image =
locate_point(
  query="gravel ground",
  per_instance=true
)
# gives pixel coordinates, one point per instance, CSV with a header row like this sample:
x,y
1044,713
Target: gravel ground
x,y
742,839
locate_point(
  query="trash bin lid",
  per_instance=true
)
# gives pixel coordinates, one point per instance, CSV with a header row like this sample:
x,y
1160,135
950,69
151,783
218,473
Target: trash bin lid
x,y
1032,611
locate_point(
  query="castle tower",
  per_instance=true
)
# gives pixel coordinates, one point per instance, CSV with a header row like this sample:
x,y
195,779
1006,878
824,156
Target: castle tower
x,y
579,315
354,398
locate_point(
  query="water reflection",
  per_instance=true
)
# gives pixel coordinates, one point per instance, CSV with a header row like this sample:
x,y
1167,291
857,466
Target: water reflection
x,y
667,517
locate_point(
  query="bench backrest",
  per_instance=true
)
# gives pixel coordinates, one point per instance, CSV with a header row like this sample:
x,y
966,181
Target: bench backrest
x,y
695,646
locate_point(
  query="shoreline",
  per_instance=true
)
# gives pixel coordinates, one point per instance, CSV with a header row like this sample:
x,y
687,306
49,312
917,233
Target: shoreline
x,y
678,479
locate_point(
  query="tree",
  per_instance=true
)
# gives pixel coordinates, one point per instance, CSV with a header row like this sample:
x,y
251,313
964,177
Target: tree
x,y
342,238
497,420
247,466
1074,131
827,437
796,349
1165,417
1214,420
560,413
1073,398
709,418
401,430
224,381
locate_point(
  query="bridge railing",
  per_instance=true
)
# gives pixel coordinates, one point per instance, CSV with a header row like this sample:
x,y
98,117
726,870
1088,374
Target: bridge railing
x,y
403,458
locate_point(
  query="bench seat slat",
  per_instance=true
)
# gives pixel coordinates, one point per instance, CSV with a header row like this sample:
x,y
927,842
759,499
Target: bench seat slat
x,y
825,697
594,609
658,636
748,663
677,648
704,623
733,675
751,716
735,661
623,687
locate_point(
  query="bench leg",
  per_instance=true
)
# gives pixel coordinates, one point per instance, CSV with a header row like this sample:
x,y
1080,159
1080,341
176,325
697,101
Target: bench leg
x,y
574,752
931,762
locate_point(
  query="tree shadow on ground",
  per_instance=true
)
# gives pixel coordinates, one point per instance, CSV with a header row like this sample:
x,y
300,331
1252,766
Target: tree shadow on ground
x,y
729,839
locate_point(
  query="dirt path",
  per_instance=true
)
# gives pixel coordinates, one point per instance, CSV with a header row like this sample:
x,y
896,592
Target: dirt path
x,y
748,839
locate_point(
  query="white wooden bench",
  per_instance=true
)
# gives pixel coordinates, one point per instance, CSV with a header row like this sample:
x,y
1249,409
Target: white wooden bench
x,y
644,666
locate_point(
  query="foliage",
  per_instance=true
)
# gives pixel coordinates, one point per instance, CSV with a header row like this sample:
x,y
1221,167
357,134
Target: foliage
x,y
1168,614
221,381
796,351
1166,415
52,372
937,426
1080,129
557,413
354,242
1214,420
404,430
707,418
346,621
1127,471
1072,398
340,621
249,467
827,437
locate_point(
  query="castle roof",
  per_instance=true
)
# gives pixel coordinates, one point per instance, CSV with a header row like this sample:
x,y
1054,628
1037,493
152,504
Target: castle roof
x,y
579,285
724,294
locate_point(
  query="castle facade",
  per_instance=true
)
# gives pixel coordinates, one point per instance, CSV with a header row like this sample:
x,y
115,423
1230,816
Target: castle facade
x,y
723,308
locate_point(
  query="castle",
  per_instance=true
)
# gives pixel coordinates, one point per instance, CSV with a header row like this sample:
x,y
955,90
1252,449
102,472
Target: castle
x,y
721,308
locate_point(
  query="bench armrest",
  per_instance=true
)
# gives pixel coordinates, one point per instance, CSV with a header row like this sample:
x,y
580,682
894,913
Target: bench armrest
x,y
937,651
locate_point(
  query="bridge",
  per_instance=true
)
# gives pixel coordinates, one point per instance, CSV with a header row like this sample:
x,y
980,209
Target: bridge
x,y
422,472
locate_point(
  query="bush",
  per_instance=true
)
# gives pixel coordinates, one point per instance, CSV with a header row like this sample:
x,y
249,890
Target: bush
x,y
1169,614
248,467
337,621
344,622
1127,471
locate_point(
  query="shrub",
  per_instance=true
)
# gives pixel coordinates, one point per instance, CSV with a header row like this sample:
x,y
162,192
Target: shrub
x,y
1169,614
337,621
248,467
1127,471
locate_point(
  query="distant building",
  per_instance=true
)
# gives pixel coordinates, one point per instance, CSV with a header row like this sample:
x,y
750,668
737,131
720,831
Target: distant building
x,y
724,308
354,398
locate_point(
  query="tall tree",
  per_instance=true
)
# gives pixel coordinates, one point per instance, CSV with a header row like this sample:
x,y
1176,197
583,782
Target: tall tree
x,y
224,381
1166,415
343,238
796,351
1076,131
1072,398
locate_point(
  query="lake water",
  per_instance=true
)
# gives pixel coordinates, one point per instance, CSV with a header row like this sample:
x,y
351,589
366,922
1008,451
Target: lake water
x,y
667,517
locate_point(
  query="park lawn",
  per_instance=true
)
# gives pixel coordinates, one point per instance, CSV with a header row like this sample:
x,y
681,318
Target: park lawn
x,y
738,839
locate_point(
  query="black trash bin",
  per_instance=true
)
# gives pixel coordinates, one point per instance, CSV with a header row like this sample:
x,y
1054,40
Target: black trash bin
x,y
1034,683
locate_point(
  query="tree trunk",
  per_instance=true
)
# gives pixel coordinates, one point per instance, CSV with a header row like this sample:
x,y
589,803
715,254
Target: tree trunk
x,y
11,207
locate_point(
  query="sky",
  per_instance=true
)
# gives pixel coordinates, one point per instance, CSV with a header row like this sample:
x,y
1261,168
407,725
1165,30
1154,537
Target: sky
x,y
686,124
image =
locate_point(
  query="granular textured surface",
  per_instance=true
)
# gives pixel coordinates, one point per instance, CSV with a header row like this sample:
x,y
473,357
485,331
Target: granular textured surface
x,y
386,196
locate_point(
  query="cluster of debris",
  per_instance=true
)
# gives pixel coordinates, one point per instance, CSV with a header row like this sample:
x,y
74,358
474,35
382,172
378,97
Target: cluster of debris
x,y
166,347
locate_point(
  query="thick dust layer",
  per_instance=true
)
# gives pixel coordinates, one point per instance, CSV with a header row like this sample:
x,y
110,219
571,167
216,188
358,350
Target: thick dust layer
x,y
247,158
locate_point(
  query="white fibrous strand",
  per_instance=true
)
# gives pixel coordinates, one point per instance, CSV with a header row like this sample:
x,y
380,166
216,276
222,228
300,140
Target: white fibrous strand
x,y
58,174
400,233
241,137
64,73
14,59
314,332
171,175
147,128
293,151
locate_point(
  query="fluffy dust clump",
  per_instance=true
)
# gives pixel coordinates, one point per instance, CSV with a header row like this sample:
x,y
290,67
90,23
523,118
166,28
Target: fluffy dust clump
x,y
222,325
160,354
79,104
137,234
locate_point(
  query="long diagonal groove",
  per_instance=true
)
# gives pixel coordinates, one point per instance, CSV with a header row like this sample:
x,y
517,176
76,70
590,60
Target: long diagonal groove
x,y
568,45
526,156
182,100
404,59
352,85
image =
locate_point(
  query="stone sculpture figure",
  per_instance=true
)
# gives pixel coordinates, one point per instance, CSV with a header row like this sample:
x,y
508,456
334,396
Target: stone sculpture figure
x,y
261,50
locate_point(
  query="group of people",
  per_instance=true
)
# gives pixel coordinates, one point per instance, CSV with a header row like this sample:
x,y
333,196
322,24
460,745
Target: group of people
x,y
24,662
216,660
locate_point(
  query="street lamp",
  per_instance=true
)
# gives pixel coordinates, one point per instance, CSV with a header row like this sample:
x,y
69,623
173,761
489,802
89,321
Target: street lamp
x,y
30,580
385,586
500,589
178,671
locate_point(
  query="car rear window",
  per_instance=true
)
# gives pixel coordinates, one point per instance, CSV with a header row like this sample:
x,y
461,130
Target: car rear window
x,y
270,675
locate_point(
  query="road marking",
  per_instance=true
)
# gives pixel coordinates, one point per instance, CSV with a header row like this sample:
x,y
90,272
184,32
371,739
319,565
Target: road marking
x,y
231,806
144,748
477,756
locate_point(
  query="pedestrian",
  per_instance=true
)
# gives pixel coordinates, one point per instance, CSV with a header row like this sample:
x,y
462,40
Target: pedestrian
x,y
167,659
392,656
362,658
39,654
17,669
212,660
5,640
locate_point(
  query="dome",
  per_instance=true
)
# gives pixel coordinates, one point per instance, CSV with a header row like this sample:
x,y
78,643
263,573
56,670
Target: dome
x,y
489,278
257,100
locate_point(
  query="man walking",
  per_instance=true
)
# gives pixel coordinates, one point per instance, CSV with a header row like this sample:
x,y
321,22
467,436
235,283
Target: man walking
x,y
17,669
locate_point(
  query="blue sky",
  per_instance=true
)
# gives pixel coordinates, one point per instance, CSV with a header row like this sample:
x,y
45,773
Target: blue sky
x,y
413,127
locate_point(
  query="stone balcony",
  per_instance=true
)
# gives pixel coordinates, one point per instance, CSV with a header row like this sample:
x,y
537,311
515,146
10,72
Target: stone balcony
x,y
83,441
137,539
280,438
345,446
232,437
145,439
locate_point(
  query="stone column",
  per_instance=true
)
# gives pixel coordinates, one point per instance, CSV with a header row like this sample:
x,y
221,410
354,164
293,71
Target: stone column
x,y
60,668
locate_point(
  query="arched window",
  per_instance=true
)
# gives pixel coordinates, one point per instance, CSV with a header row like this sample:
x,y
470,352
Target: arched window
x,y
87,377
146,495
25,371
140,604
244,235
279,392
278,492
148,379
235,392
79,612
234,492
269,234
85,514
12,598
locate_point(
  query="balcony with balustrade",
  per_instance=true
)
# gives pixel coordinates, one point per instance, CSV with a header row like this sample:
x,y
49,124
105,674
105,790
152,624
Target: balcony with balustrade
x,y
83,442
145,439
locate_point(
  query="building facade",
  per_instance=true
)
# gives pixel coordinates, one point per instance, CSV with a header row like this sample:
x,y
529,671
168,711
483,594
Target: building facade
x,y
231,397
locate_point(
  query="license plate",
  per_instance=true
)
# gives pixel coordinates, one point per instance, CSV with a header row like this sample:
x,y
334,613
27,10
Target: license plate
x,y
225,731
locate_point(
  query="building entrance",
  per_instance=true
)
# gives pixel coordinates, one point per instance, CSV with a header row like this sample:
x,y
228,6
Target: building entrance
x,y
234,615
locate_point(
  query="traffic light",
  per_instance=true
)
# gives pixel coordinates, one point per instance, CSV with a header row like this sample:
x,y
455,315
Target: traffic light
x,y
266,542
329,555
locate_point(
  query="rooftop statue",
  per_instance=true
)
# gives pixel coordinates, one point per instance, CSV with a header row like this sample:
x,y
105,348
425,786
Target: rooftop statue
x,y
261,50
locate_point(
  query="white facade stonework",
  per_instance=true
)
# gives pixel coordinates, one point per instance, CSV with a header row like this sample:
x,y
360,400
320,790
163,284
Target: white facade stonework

STATED GOAL:
Gather every line in the records that contains the word "surface", and copy each of those lines out in full.

TASK ANSWER:
  query="granular textured surface",
Target: granular textured surface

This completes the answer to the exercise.